ACTIONS TO TAKE
(1) Print the forum thread on classical music festivals from "There's also the" up to and including "different music genres?".
(2) Carry on the forum thread on classical music festivals, picking up after its final post.

--- BEGIN EXCERPTED PASSAGE ---

# Classical Music and Festivals: are they an effective combination?



## JanisRuby (Mar 3, 2014)

Hi everybody! 

Currently I am busy with my bachelor thesis about festival motivations and also working part time for a Dutch classical music festival, Festival Classique. Therefore I am extremely interested in your opinions about the combination of festivals with classical music. It seems that the popularity of music festivals has been increasing over the past years. Still the amount of music festival only portraying classical music stay limited, at least in the Netherlands the classical music festivals can be counted on one hand. It remains a tricky music genre to deliver to a wider public. Hence my question to you..

Are music festivals better set for popular music e.g. rock, dance and jazz than classical music or can music festivals be suitable for any music genre?

I would love to hear thoughts from you guys about this. 

Many thanks in advance,
Janis


----------



## Taggart (Feb 14, 2013)

Any and every musical genre. We used to go to Folk Festivals we will be going to a Gilbert and Sullivan festival and an Early Music festival. OK it's a little more sedate, but it works very well.

There's also a local do with lots of assorted music - including the 16 who will also be in York. Do remember that Norwich is very near to the Netherlands with daily flights to Amsterdam from the local airport!

There's also the Latitude festival - a mad mixture of music, the arts and dyed sheep held near Southwold.


----------



## JanisRuby (Mar 3, 2014)

So festivals are suitable for every genre. Still I wonder considering that there are many classical music enthusiast.. Why are other music festivals better attended? Would you reckon that classical music festivals aren't that accessible for the bigger public as other festival with different music genres?

--- END EXCERPTED PASSAGE ---
--- BEGIN RAW RECORDS ---

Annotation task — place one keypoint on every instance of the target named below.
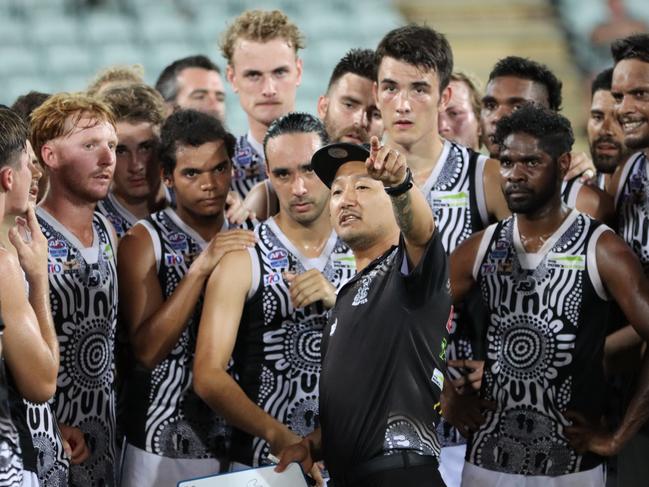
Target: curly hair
(260, 26)
(135, 102)
(420, 46)
(552, 130)
(48, 121)
(192, 128)
(523, 68)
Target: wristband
(401, 188)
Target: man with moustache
(74, 137)
(348, 111)
(266, 307)
(261, 49)
(548, 275)
(193, 82)
(164, 263)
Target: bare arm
(155, 324)
(225, 297)
(495, 200)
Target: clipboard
(254, 477)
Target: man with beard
(548, 275)
(267, 307)
(164, 262)
(74, 137)
(348, 111)
(264, 70)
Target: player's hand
(471, 379)
(464, 411)
(586, 436)
(236, 213)
(31, 245)
(385, 164)
(309, 287)
(74, 437)
(221, 244)
(581, 165)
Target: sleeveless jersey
(548, 323)
(121, 218)
(165, 416)
(249, 166)
(455, 192)
(632, 205)
(277, 353)
(83, 297)
(11, 464)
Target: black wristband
(401, 188)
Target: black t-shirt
(384, 353)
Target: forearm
(156, 336)
(638, 411)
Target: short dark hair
(296, 123)
(192, 128)
(525, 68)
(602, 81)
(635, 46)
(420, 46)
(27, 103)
(552, 130)
(361, 62)
(13, 136)
(167, 84)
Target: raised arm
(225, 297)
(155, 324)
(411, 210)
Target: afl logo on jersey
(278, 258)
(178, 241)
(58, 249)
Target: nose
(269, 87)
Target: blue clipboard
(254, 477)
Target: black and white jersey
(549, 314)
(120, 217)
(83, 297)
(277, 352)
(165, 416)
(632, 205)
(249, 165)
(11, 463)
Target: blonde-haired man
(74, 137)
(261, 49)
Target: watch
(401, 188)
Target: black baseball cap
(328, 159)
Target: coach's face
(409, 100)
(361, 210)
(630, 89)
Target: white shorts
(451, 464)
(474, 476)
(143, 469)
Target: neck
(143, 207)
(73, 212)
(257, 129)
(206, 226)
(364, 256)
(310, 238)
(422, 155)
(535, 228)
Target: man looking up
(74, 137)
(137, 188)
(193, 82)
(264, 70)
(164, 262)
(267, 307)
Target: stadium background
(59, 45)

--- END RAW RECORDS ---

ANSWERS GIVEN
(1)
There's also the Latitude festival - a mad mixture of music, the arts and dyed sheep held near Southwold.


----------



## JanisRuby (Mar 3, 2014)

So festivals are suitable for every genre. Still I wonder considering that there are many classical music enthusiast.. Why are other music festivals better attended? Would you reckon that classical music festivals aren't that accessible for the bigger public as other festival with different music genres?

(2)
----------



## Taggart (Feb 14, 2013)

We don't do stadiums or parks because we don't do amplification, but you'll still get 2000+ in Norwich Cathedral for a big concert. Look at the details of the York Early Music Festival, they've got workshops and other stuff running all over the town. Another one I missed is Aldeburgh / Snape - Snape Maltings is another nice big venue with spare rooms all over the place for small workshops.


----------



## Ingélou (Feb 10, 2013)

There are probably social reasons why pop music festivals & folk festivals flourish more than classical music festivals. In our youth we used to attend the Durham Folk Festival, and lots of people there were young visitors who stayed on (easily flooded) campsites & were prepared to rough it. As well as concerts, there were dances & workshops to attend. But the folk boom has passed & this festival has bitten the dust. Popular music festivals also rely on people roughing it & camping out - but classical music fans are generally older, less prepared to rough it, less prepared to give up days to something rather than just do one concert - and the ticket prices are higher, and with orchestras there are more people who need to make a living, and there are just fewer classical music fans than pop music fans. 

I think - I'm just making up theories here, though. It's a hobby of mine.


----------



## hpowders (Dec 23, 2013)

The only tried and true effective combination for listening to classical music I've found is me alone in my room, undistracted and undisturbed.


----------



## JanisRuby (Mar 3, 2014)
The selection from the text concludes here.